● **DOCUMENT EXTRACT**:

○ ○ ○

If all of this is resonating with you, then I'd suggest you are probably a candidate to visit Churchill Manitoba in central Canada for their annual polar bear season. Every year in the late fall (from late October to mid-November, roughly) the western Hudson Bay population of polar bears congregate around (and often in) the little town of Churchill, swelling its normal 800-to-1000 population to four thousand or more. If you want to photograph the only animal known to actually hunt humans for food, this is literally the best spot on earth and (ironically) the safest as well.
A Little About Churchill
Churchill is a town that evolved from a trading fort presence on Hudson Bay, a place where three distinct "First Nation" (as the Canadians call the "Indian" populations) groups came together (Algonquin, Athabascan, and Inuit). The town is located on the bank of the Churchill River, which drains a big chunk of the flatlands of north-central Canada. The outflow of fresh water into Hudson Bay creates an area of reduced salinity, and as the temperature drops in the fall ice in the river forms and is swept along the bay to become "fast ice". This grows as temperatures drop further, taking advantage of the fact that less-salty water freezes first, and becomes the first large ice platform of each fall season.
Polar bears, who hunt ringed seals on the ice and little else, must come ashore along the bay each spring when the ice melts, and they live largely on fat stores through the summer. Naturally they're eager to grab some food as winter approaches, so they move toward that area of fresh-ish water at the mouth of the Churchill River, which just happens to be where the town is located. This gives rise to what is probably one of the largest-scale encounters between humans and an animal that would prey on humans known on earth.
Churchill has, during bear season, an active set of precautions to keep the encounters between the species to a minimum. In the past, bears foraged happily at the town dump and, when food there was scarce or after the dump was closed, converted to breaking into homes. This resulted in a lot of shot bears and a few mauled or killed people. Now the town and Manitoba government have worked to prevent human/bear interaction by setting a protective cordon around the town, created by a combination of traps (culvert traps and some humane snares) and patrols. The latter will scare bears with cracker shells (firecrackers fired from shotguns) and, if necessary, dart them. Caught or darted bears are put into "Polar Bear Jail" where up to about 25 can be kept. If too many are caught, excess can be airlifted by helicopter north away from town.

○ ○ ○

● **PROVIDED INFORMATION**:

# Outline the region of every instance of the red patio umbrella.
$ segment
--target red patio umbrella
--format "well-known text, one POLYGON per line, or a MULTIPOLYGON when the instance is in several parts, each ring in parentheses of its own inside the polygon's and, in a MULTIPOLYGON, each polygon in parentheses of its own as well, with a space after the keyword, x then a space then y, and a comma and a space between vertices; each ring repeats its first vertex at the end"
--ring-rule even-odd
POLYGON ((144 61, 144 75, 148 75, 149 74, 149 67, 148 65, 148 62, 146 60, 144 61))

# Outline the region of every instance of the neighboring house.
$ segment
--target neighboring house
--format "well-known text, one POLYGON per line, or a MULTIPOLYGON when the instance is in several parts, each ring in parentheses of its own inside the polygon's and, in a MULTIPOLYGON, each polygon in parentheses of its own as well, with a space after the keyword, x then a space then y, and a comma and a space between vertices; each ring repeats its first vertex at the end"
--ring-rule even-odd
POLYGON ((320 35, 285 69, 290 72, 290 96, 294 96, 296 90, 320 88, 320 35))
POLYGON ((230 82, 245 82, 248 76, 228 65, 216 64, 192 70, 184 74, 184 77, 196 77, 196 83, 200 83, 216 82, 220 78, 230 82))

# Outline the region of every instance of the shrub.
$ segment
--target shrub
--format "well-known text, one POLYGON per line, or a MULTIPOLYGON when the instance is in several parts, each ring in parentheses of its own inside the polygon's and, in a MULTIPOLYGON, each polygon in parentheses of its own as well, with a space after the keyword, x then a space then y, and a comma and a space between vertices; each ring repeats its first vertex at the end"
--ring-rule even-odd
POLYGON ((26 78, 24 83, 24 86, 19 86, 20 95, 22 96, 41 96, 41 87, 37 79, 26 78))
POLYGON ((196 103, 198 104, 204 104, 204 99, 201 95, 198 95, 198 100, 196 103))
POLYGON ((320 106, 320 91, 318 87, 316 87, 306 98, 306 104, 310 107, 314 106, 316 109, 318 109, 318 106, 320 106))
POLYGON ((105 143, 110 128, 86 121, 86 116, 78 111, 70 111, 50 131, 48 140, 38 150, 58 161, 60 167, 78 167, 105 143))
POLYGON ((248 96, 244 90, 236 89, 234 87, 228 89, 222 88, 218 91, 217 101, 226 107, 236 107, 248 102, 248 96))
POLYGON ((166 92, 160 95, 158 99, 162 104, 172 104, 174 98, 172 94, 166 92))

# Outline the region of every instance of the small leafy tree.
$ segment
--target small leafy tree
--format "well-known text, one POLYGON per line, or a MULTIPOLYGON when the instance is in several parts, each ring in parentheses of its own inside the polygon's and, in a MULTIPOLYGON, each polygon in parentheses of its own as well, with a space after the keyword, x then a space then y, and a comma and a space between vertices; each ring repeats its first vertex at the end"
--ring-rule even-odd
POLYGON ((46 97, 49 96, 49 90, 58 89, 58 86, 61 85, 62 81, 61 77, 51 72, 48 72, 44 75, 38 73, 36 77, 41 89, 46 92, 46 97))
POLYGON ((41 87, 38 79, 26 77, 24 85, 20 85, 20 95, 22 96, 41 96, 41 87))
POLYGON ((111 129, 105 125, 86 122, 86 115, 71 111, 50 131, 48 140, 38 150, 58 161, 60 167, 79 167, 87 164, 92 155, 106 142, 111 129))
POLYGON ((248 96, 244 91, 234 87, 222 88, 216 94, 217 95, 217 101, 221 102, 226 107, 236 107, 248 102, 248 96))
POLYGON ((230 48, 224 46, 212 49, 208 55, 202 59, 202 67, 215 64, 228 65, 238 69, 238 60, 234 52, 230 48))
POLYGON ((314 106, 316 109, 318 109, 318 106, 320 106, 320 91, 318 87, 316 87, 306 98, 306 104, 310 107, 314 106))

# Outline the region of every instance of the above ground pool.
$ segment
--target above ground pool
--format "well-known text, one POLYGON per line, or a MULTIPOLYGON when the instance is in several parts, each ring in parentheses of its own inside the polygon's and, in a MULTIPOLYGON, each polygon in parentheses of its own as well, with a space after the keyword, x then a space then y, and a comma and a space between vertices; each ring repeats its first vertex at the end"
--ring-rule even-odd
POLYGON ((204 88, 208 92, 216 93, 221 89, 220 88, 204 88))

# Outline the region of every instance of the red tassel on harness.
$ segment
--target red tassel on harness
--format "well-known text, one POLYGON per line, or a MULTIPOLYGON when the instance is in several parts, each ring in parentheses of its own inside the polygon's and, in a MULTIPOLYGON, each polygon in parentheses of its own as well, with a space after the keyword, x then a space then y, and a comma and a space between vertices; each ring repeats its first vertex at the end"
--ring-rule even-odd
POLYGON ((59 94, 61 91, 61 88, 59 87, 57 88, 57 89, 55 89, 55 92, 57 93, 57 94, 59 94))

○ ○ ○

● **STATED TASK 1**: In the passage on Churchill's polar bears, how many bears can "Polar Bear Jail" hold?
● **STATED TASK 2**: Copy the passage on Churchill's polar bears word for word, from "Polar bears, who" up to and including "known on earth.".
● **STATED TASK 3**: Using the passage on Churchill's polar bears, explain why the bears gather near the town each fall.

● **FINISHED ANSWER 1**: Up to about 25.

● **FINISHED ANSWER 2**:
Polar bears, who hunt ringed seals on the ice and little else, must come ashore along the bay each spring when the ice melts, and they live largely on fat stores through the summer. Naturally they're eager to grab some food as winter approaches, so they move toward that area of fresh-ish water at the mouth of the Churchill River, which just happens to be where the town is located. This gives rise to what is probably one of the largest-scale encounters between humans and an animal that would prey on humans known on earth.

● **FINISHED ANSWER 3**: The Churchill River pours fresh water into Hudson Bay, which makes the water less salty there. Less-salty water freezes first, so the first large ice platform forms at the river mouth. The bears hunt ringed seals on the ice and have lived mostly on stored fat all summer, so they head for that spot, and the town sits right there.